§ Directions: Only the lines from the one containing "Target: grassy clearing" to the end of the records should be given again, word for word and in full.
━━━━━ Input data ━━━━━
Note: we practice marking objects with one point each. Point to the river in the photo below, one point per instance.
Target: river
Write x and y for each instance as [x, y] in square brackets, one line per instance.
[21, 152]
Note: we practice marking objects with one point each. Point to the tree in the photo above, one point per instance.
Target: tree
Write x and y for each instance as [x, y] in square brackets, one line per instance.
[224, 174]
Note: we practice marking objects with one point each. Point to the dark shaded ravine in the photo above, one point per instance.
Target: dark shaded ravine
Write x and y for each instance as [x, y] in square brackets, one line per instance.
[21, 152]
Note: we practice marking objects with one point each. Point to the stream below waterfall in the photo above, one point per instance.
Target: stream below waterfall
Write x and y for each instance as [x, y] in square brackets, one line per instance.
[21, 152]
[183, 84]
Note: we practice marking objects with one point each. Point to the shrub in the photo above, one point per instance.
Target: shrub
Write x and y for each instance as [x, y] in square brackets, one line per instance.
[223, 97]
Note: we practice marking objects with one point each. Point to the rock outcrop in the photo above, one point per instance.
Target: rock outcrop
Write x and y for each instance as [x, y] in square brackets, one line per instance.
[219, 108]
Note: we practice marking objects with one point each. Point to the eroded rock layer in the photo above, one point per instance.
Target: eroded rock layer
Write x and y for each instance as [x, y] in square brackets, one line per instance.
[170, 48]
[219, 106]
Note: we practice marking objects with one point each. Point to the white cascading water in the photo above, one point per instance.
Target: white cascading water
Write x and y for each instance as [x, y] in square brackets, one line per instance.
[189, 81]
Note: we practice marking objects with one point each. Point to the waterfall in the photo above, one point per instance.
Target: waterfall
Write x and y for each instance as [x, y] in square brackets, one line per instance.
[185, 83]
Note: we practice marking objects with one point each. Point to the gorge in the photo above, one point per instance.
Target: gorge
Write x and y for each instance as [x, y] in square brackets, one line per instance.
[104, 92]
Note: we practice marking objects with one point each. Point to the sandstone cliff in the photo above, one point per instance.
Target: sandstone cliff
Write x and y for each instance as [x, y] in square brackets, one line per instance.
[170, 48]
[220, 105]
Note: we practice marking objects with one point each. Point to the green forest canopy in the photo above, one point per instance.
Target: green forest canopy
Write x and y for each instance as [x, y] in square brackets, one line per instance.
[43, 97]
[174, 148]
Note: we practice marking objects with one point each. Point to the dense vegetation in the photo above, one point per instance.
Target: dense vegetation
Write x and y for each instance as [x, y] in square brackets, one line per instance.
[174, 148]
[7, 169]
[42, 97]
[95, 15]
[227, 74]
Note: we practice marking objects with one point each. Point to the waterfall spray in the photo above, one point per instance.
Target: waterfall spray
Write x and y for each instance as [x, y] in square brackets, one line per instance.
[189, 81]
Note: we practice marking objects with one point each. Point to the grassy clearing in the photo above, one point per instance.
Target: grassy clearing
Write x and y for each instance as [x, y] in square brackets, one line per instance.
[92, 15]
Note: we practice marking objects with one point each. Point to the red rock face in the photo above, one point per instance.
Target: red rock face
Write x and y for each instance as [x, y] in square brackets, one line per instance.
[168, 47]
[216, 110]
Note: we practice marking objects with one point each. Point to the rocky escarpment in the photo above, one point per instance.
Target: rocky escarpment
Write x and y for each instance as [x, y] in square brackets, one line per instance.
━━━━━
§ Result of this exercise:
Target: grassy clearing
Write x and y for each instance as [x, y] in square brackets, one line per instance.
[92, 15]
Note: we practice marking objects with one point each. Point to the red rock face in the photo above, one point per instance.
Target: red rock face
Write x and y for each instance as [x, y] in square brackets, one line per instance.
[168, 47]
[216, 110]
Note: we practice marking objects with one point each. Point to the rocky escarpment in the photo above, one point per instance.
Target: rocky escarpment
Write x and y for each instance as [x, y] in square brackets, one line per instance.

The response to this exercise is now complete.